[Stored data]
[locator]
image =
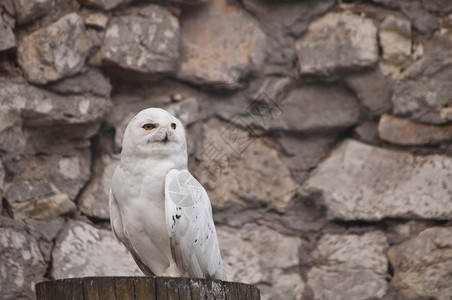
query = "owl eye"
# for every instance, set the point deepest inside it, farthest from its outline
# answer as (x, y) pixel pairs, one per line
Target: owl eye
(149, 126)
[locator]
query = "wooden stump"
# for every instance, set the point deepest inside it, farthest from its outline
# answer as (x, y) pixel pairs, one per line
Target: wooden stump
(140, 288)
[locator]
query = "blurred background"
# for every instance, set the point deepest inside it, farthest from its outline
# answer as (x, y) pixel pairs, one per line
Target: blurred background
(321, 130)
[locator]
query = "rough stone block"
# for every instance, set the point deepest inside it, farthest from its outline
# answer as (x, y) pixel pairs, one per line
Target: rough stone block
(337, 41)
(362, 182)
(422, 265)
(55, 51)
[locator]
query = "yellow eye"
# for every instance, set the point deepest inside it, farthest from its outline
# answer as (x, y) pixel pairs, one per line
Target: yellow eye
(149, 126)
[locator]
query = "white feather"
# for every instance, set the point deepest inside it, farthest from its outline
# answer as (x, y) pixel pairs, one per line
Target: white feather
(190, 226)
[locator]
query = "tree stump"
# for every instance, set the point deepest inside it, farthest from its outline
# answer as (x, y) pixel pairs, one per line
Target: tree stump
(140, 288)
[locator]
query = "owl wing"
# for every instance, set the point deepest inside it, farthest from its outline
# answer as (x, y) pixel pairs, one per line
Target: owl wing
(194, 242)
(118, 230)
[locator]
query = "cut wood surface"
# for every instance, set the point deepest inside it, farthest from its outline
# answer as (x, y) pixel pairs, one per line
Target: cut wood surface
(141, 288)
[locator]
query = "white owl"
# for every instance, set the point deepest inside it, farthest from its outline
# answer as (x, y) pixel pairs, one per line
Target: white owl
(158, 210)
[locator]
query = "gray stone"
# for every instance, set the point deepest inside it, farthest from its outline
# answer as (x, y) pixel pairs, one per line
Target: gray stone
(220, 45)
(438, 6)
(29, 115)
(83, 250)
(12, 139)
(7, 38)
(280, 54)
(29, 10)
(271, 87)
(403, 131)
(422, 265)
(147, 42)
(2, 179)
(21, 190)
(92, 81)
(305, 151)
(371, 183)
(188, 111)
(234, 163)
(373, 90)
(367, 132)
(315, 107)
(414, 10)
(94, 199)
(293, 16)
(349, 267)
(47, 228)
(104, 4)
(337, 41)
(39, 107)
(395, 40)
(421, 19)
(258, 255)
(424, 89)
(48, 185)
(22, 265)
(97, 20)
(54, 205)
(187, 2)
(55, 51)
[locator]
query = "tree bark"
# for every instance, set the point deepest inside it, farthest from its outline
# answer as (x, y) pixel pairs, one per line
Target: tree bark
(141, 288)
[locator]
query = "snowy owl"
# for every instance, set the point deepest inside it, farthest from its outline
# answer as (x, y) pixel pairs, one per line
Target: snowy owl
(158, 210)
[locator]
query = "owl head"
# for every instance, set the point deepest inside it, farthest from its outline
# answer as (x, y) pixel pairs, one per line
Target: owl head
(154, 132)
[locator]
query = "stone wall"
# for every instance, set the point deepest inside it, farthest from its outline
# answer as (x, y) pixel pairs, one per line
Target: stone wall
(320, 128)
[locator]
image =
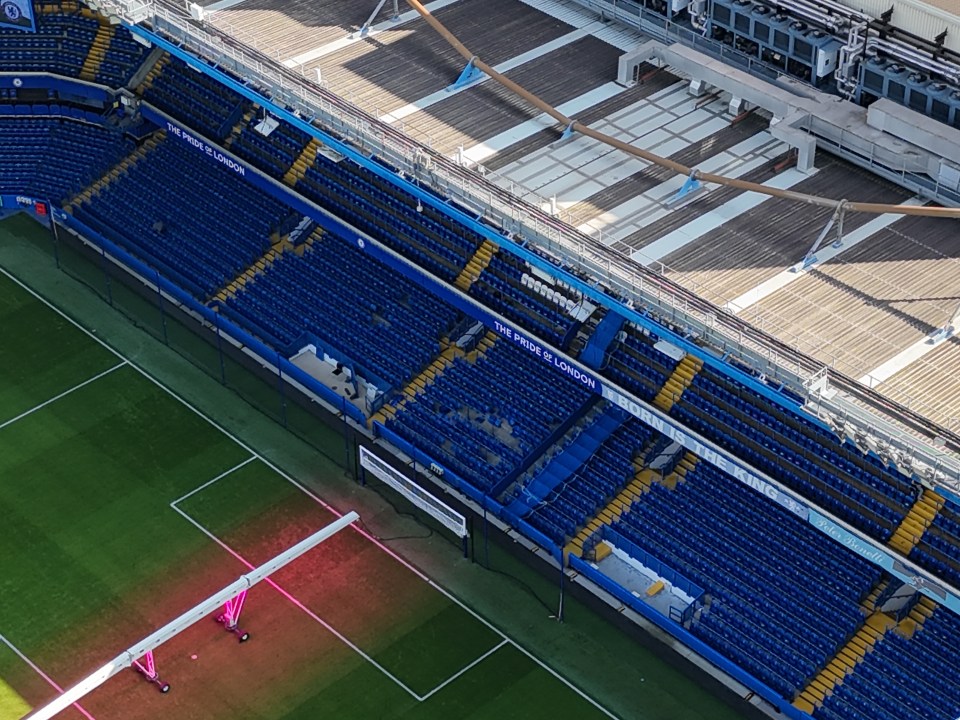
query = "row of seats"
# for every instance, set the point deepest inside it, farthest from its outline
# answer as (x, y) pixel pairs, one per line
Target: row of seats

WHAT TO PRODUCE: Every record is to be reproduced exactly, with no pictures included.

TASK RESULT:
[locator]
image =
query = "owl eye"
# for every instance, set the point deepest inside it, farthest from its outline
# answer as (x, y) pixel pairs, one per line
Target: owl eye
(149, 126)
[locator]
query = "wooden stump"
# for every instance, set the point deepest inside it, farthest from its outline
# answer as (x, y) pixel pairs, one per line
Target: wooden stump
(140, 288)
[locator]
query = "blurred background"
# for every instance, set the point deepest inside it, farthest from its outline
# answer as (x, y) pixel pairs, one per line
Target: blurred background
(321, 130)
[locator]
query = "rough stone block"
# for every instance, set the point deepest inside it, farthest from its outline
# answer as (x, y) pixel pairs, one per line
Target: rough stone block
(337, 41)
(362, 182)
(422, 265)
(55, 51)
[locator]
query = "yellow eye"
# for every instance, set the point deepest inside it, farthest from its outline
# answer as (x, y) pixel pairs, one per line
Target: yellow eye
(149, 126)
[locator]
query = "white feather"
# for every instance, set the point deepest inside it, farthest from its outline
# answer as (x, y) pixel pairs, one per line
Target: white feather
(190, 226)
[locator]
query = "tree stump"
# for every instance, set the point deepest inside it, farthest from its outline
# answer as (x, y) pixel pairs, one per line
Target: tree stump
(140, 288)
[locator]
query = "owl wing"
# for every instance, set the point deepest inside it, farthest from its outline
# answer as (x, y) pixel pairs, one per line
Target: owl wing
(194, 242)
(118, 230)
[locator]
query = "cut wood surface"
# for every instance, set the point deepest inside it, farthest from its outline
# answer as (x, y) pixel pairs, one per line
Target: cut wood surface
(141, 288)
[locator]
query = "white owl"
# for every instance, set the point deepest inside it, farthest from its outline
# answer as (x, y) pixel pairs, one per line
Target: white owl
(158, 210)
[locator]
query = "gray stone"
# for every instance, set the point deepest inside it, farthest from its outline
# answer as (x, y) pixel pairs, one per line
Target: gray stone
(220, 45)
(438, 6)
(29, 115)
(83, 250)
(12, 139)
(7, 38)
(280, 54)
(29, 10)
(271, 87)
(403, 131)
(422, 265)
(147, 42)
(2, 179)
(21, 190)
(92, 81)
(305, 151)
(371, 183)
(188, 111)
(234, 163)
(373, 90)
(367, 132)
(315, 107)
(414, 10)
(94, 199)
(293, 16)
(349, 267)
(47, 228)
(104, 4)
(337, 41)
(39, 107)
(395, 40)
(421, 19)
(258, 255)
(424, 89)
(48, 185)
(22, 265)
(97, 20)
(54, 205)
(187, 2)
(55, 51)
[locator]
query = "tree bark"
# for every instance, set the point deepest inside it, farthest from its outline
# answer as (x, y) pixel pairs, one per line
Target: tree bark
(141, 288)
[locator]
query = "snowy owl"
# for every instance, set the point deepest inside it, farthest from its outline
# answer as (x, y) pixel pairs, one per line
Target: snowy owl
(158, 210)
[locator]
query = "owl head"
# for every instance, set the point deepest inside it, farthest from its outline
# answer as (x, y) pixel pairs, one per line
Target: owl head
(154, 132)
[locator]
query = "stone wall"
# for every instance, set the point deepest inside it, farthest from its outline
# answer as (x, y) pixel pairs, one per line
Target: stone wall
(320, 128)
[locator]
image =
query = "row of seats"
# for every instance, set the point deepest inside it, farthest from its outline
# answer as (x, y) pixel pairs, one per line
Target: row of seats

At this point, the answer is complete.